◆ ABOUT THIS TASK ◆
Copy each line in the data that includes the word "green".
========================================
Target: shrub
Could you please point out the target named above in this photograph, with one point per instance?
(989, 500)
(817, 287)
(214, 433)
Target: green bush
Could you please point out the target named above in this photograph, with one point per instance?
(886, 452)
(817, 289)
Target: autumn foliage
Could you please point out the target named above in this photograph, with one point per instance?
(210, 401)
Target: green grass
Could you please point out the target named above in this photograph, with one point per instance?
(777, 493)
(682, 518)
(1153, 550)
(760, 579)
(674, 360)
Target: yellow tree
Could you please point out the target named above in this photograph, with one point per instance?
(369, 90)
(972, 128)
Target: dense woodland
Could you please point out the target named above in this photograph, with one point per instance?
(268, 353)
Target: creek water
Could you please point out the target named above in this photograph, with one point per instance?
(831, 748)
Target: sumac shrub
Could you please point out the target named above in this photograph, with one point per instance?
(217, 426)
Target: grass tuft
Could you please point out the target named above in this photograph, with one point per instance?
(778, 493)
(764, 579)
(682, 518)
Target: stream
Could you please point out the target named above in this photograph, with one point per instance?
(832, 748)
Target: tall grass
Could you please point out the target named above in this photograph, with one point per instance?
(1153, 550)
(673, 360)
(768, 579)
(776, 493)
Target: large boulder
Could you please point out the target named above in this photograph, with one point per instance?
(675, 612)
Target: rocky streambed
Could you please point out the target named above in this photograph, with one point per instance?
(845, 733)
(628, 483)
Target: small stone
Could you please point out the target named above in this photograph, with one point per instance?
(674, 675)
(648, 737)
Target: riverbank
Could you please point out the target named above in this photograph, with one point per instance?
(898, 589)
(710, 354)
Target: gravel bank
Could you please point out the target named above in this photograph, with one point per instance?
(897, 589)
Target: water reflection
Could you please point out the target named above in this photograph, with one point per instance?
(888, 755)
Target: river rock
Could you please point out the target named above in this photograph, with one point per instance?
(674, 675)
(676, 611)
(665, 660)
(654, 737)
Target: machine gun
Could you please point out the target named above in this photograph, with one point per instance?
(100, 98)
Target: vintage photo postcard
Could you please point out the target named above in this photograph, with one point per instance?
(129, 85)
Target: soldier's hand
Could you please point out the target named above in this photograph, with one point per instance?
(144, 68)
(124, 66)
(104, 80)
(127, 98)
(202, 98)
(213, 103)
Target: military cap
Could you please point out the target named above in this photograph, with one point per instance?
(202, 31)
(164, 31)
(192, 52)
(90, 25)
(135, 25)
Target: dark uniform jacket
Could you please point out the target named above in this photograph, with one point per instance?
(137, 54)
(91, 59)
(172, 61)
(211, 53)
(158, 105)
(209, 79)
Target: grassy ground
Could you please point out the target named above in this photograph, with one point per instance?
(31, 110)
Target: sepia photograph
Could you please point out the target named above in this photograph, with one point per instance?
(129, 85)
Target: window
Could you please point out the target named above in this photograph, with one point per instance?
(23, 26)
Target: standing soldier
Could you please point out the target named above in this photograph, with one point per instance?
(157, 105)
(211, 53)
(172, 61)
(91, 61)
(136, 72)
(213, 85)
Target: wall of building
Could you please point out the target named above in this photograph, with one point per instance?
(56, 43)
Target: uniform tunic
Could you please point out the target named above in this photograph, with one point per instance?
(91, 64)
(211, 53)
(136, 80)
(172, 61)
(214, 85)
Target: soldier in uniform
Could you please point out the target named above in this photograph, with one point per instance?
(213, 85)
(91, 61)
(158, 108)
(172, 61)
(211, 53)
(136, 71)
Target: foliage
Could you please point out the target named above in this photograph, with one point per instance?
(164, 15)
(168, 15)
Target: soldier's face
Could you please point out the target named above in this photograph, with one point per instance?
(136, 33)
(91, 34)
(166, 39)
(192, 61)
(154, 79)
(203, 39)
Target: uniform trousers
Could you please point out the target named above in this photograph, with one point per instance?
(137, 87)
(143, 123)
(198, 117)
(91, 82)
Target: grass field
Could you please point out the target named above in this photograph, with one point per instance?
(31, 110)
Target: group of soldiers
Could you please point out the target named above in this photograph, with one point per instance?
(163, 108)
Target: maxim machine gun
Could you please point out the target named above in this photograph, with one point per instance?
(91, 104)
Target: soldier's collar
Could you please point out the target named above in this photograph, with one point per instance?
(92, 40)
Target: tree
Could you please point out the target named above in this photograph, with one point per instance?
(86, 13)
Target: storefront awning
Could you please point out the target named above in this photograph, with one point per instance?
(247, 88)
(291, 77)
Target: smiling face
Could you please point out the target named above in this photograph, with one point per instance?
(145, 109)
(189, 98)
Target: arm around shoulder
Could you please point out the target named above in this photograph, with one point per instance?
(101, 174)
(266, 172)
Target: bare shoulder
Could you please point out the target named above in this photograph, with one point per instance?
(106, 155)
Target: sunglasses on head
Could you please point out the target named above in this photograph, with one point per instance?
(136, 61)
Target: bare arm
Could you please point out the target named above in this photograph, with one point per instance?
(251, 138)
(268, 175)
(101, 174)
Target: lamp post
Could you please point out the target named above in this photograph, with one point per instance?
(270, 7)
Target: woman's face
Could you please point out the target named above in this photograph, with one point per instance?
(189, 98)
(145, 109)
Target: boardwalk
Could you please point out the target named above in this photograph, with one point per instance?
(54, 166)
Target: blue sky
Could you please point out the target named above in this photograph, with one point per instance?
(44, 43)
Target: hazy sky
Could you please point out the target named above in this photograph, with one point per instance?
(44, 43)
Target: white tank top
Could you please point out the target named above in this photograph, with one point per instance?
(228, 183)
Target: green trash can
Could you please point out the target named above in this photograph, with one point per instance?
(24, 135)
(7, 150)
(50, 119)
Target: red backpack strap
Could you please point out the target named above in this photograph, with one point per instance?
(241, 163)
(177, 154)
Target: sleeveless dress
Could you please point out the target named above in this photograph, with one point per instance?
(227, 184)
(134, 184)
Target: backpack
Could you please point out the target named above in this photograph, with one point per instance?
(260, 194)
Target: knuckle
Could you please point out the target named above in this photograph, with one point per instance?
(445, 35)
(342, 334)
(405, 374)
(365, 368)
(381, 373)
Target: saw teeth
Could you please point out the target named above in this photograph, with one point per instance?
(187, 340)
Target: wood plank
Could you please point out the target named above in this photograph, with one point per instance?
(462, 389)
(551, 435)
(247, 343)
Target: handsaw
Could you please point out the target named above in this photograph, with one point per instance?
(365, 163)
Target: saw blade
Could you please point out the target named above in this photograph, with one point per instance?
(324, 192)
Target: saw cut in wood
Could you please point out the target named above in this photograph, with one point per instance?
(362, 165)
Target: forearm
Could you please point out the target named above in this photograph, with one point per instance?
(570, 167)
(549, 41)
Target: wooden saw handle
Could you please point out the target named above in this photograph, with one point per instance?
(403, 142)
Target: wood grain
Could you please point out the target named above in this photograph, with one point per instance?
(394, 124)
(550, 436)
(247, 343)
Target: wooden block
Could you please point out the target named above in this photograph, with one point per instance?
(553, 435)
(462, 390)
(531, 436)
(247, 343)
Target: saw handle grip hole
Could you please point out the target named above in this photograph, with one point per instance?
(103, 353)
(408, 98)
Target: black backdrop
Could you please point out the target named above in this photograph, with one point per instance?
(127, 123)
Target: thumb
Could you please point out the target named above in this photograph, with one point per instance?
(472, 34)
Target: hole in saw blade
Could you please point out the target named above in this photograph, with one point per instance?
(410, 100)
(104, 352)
========================================
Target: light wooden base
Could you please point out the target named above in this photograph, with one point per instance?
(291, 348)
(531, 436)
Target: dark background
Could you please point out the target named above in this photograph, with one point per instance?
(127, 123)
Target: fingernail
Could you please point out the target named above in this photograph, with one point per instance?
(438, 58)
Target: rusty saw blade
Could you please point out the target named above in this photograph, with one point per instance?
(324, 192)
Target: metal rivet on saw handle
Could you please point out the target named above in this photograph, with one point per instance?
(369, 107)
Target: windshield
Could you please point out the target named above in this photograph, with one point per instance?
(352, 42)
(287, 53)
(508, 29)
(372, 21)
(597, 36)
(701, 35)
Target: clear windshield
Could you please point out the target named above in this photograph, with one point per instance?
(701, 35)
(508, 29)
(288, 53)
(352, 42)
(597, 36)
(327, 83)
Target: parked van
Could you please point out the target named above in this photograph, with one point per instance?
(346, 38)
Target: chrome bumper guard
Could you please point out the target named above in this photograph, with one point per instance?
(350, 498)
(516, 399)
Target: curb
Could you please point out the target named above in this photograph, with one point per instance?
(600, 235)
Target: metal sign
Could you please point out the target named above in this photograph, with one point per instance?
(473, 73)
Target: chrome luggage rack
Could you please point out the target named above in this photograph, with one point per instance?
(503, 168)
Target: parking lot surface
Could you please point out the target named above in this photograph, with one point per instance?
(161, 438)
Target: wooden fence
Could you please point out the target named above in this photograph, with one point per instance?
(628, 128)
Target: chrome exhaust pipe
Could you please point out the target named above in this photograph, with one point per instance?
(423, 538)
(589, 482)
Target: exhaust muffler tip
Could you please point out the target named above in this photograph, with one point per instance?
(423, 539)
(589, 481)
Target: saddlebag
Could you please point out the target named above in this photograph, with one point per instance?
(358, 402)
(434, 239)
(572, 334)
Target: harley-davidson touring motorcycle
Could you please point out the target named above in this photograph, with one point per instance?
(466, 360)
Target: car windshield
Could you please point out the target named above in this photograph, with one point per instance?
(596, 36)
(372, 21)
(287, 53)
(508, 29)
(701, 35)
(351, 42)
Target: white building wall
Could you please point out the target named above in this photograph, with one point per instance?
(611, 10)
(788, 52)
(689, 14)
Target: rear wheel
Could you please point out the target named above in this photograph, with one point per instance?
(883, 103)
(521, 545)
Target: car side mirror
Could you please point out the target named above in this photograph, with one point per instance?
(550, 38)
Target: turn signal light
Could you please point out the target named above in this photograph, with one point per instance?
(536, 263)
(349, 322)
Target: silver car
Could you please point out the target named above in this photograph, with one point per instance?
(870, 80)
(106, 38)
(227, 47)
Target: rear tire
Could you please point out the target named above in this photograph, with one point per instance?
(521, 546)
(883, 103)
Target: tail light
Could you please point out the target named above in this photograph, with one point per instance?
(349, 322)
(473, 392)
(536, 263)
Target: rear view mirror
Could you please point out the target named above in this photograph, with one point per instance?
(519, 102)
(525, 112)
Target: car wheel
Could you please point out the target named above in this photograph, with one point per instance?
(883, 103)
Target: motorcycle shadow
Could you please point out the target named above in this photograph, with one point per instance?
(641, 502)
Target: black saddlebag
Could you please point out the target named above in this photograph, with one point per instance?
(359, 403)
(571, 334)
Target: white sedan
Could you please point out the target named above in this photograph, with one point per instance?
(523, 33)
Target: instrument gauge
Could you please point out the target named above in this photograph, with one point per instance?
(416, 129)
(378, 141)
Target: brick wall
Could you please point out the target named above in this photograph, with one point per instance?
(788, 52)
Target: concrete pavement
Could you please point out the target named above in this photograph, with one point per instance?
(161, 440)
========================================
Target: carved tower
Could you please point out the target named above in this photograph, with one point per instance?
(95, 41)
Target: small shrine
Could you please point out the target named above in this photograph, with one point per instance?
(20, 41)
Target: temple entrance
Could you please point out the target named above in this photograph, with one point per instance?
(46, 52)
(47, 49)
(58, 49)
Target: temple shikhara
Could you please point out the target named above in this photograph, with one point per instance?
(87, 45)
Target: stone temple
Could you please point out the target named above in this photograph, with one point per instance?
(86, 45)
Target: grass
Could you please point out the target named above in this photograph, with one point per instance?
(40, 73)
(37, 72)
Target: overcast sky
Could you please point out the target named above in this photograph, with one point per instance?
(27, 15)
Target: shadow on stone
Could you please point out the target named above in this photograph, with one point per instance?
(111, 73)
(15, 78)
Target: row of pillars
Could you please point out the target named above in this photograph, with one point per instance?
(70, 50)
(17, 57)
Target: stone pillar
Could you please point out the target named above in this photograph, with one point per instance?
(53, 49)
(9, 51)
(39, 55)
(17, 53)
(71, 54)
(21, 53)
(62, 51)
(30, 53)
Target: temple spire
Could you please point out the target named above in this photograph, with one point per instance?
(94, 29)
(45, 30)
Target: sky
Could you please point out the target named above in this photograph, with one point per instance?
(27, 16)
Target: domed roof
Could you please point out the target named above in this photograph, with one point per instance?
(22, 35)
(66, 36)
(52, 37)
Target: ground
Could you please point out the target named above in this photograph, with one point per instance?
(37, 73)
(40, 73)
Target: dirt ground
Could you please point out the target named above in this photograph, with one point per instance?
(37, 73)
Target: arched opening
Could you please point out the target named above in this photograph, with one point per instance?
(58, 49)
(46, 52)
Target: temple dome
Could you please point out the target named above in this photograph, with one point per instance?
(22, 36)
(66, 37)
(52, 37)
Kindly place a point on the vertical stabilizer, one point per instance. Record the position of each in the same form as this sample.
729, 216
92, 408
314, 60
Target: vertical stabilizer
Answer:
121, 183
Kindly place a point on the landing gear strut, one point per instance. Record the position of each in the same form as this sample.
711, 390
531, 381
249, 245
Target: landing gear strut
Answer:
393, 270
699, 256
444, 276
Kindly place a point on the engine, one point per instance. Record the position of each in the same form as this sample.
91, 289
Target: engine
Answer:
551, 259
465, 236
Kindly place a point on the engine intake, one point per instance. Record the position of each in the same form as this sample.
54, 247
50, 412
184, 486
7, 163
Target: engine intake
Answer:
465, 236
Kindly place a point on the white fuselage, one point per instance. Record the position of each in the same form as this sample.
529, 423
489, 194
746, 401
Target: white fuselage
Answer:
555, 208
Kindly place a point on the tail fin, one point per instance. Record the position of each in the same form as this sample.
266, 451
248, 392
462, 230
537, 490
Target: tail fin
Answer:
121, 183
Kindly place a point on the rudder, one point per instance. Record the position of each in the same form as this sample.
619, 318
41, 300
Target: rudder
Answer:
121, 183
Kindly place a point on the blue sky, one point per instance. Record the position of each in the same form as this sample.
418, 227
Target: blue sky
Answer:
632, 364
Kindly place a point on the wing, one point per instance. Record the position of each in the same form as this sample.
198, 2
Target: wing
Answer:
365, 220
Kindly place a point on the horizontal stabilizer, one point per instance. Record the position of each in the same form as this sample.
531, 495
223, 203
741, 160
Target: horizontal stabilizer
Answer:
========================================
◆ WRITTEN SOLUTION ◆
Target: green bush
Target: green grass
Target: green trash can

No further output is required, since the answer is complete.